What you have to do >> Please reproduce the forum thread on finding songwriters and jam partners in full, word for word.

* begin Selected passage *

# Songwriters and Jam Partners



## SurfHippie

He guys, I'm new to the boards here, but I have lived in the Brazosport area nearly all of my life. I've got a little 3 piece band, but I'm looking for fellow songwriters and pickers to work with. I play everything from Stevie Ray to Bob Marley to Lucero to Townes Van Zandt. My biggest influences are Hayes Carll, Townes Van Zandt, and Bob Marley. If anyone is interested in doing some songwriting, jamming, or fishing let me know. I live in Clute. My band is also looking for someone to play the keys, and maybe share in the vocals.:texasflag


----------



## curado10

*Monthly Jam*

I am interested. Sent an email.


----------



## D HOGG

SurfHippie said:


> He guys, I'm new to the boards here, but I have lived in the Brazosport area nearly all of my life. I've got a little 3 piece band, but I'm looking for fellow songwriters and pickers to work with. I play everything from Stevie Ray to Bob Marley to Lucero to Townes Van Zandt. My biggest influences are Hayes Carll, Townes Van Zandt, and Bob Marley. If anyone is interested in doing some songwriting, jamming, or fishing let me know. I live in Clute. My band is also looking for someone to play the keys, and maybe share in the vocals.:texasflag


Can't play a note to save my life, but im down with the fishing ...!


----------



## atcfisherman

I would love to, but it's way too far to travel. I play keys and sing. I'm currently in a band in my town of Baytown (Texas Avenue Band.com) and play at my church.

* end Selected passage *
* begin Raw data *

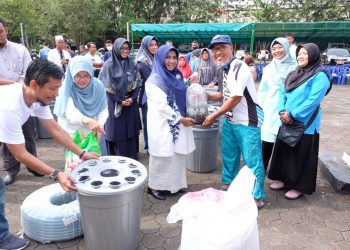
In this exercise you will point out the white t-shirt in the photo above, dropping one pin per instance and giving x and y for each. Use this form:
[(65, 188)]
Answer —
[(94, 58), (244, 112), (14, 113)]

* end Raw data *

Output of the exercise >>
# Songwriters and Jam Partners



## SurfHippie

He guys, I'm new to the boards here, but I have lived in the Brazosport area nearly all of my life. I've got a little 3 piece band, but I'm looking for fellow songwriters and pickers to work with. I play everything from Stevie Ray to Bob Marley to Lucero to Townes Van Zandt. My biggest influences are Hayes Carll, Townes Van Zandt, and Bob Marley. If anyone is interested in doing some songwriting, jamming, or fishing let me know. I live in Clute. My band is also looking for someone to play the keys, and maybe share in the vocals.:texasflag


----------



## curado10

*Monthly Jam*

I am interested. Sent an email.


----------



## D HOGG

SurfHippie said:


> He guys, I'm new to the boards here, but I have lived in the Brazosport area nearly all of my life. I've got a little 3 piece band, but I'm looking for fellow songwriters and pickers to work with. I play everything from Stevie Ray to Bob Marley to Lucero to Townes Van Zandt. My biggest influences are Hayes Carll, Townes Van Zandt, and Bob Marley. If anyone is interested in doing some songwriting, jamming, or fishing let me know. I live in Clute. My band is also looking for someone to play the keys, and maybe share in the vocals.:texasflag


Can't play a note to save my life, but im down with the fishing ...!


----------



## atcfisherman

I would love to, but it's way too far to travel. I play keys and sing. I'm currently in a band in my town of Baytown (Texas Avenue Band.com) and play at my church.